● Exercise text:

_ _ _

A recently published World Health Organization (WHO)-commissioned review of evidence on e-cigarettes contains serious errors, misinterpretations and misrepresentations, which may lead to policy-makers and the public not understanding the potential public health benefits of e-cigarettes. 

The authors, writing today in the journal Addiction, analyze the WHO-commissioned Background Paper on E-cigarettes, which looks to have been influential in the recently published WHO report calling for greater regulation of e-cigarettes. 

They also criticize the authors of the review for intentionally using alarmist language to describe findings and to present opinion as though it were evidence. 

Professor Ann McNeill, lead author from the National Addiction Centre at King's College London, says, "We were surprised by the negativity of the commissioned review, and found it misleading and not an accurate reflection of available evidence. E-cigarettes are new and we certainly don't yet have all the answers as to their long-term health impact, but what we do know is that they are much safer than cigarettes, which kill over 6 million people a year worldwide. Furthermore, the review appears to have informed the policy recommendations published in last week's WHO report on e-cigarettes. Any policies surrounding e-cigarettes must be evidence based and like any product, e-cigarettes should be subjected to some form of regulation. However, the WHO's approach will make it harder to bring these products to market than tobacco products, inhibit innovation and put off smokers from using e-cigarettes, putting us in danger of foregoing the public health benefits these products could have." 

The article by McNeill and colleagues takes nine key statements in the WHO-commissioned review and provides an alternative conclusion and a commentary. Highlights include:

  • The review implies that e-cigarette use in youth is a major problem and could be acting as a gateway to smoking when in fact current
  • The review fails to acknowledge that e-cigarettes are not just less harmful than tobacco cigarettes but that the concentrations of toxins are mostly a tiny fraction of what is found in cigarette smoke

  • The review infers that bystanders can inhale significant levels of toxins from the vapour when the concentrations are too low to present a significant health risk

  •  The review gives the impression that evidence suggests that e-cigarettes inhibit smoking cessation when the opposite is true 

Professor Peter Hajek, co-author from the Tobacco Dependence Research Unit at Queen Mary University of London, says, "There are currently two products competing for smokers' custom. One, the conventional cigarette, endangers users and bystanders and recruits new customers from among non-smoking children who try it. The other, e-cigarette, is orders of magnitude safer, poses no risk to bystanders, and generates negligible rates of regular use among non-smoking children who try it. The WHO recommendations blur these differences and if followed, will cripple the competitiveness of e-cigarettes and help to maintain the market monopoly of conventional cigarettes."

_ _ _

● Task 1:
Write out the e-cigarette article word for word, starting at "The authors, writing" and ending at "regulation of e-cigarettes.".
● Task 2:
Answer these about the e-cigarette article:
(a) In which journal are the authors writing?
(b) How many key statements from the WHO-commissioned review does the article by McNeill and colleagues take?
(c) At which research unit and university is Peter Hajek based?
● Task 3:
Supply what comes next in the e-cigarette article, picking up after its final sentence.
The material placed after the e-cigarette article isn't needed.

_ _ _

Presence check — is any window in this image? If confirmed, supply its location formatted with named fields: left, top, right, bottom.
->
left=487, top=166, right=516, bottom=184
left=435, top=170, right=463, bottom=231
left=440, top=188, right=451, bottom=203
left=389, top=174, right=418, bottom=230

_ _ _

● Expected answer 1:
The authors, writing today in the journal Addiction, analyze the WHO-commissioned Background Paper on E-cigarettes, which looks to have been influential in the recently published WHO report calling for greater regulation of e-cigarettes.

● Expected answer 2:
(a) Addiction
(b) Nine
(c) The Tobacco Dependence Research Unit at Queen Mary University of London

● Expected answer 3:
Dr Jacques le Houezec, co-author and consultant in Public Health and Tobacco dependence in France and Honorary Lecturer at the University of Nottingham, says, "E-cigarette use has been a consumer led revolution, the speed at which these products have developed and evolved shows just how much smokers are ready to adopt harm-reduction products. The use of e-cigarettes could save millions of lives during this century, and have the most important public health impact in the history of tobacco use." 

The paper follows an editorial published this week in the British Journal of General Practice by public health experts who also argue that public health messages about e-cigarettes should be based on facts and not prejudice. They estimate that for every million smokers who switch from tobacco to e-cigarettes, over 6,000 premature deaths would be prevented each year in the UK. 

Professor Robert West from UCL, lead author of the editorial, says, "I completely understand concerns about potential risks from this phenomenon but it is vital that public health experts separate opinion from evidence and present the latter as objectively as possible."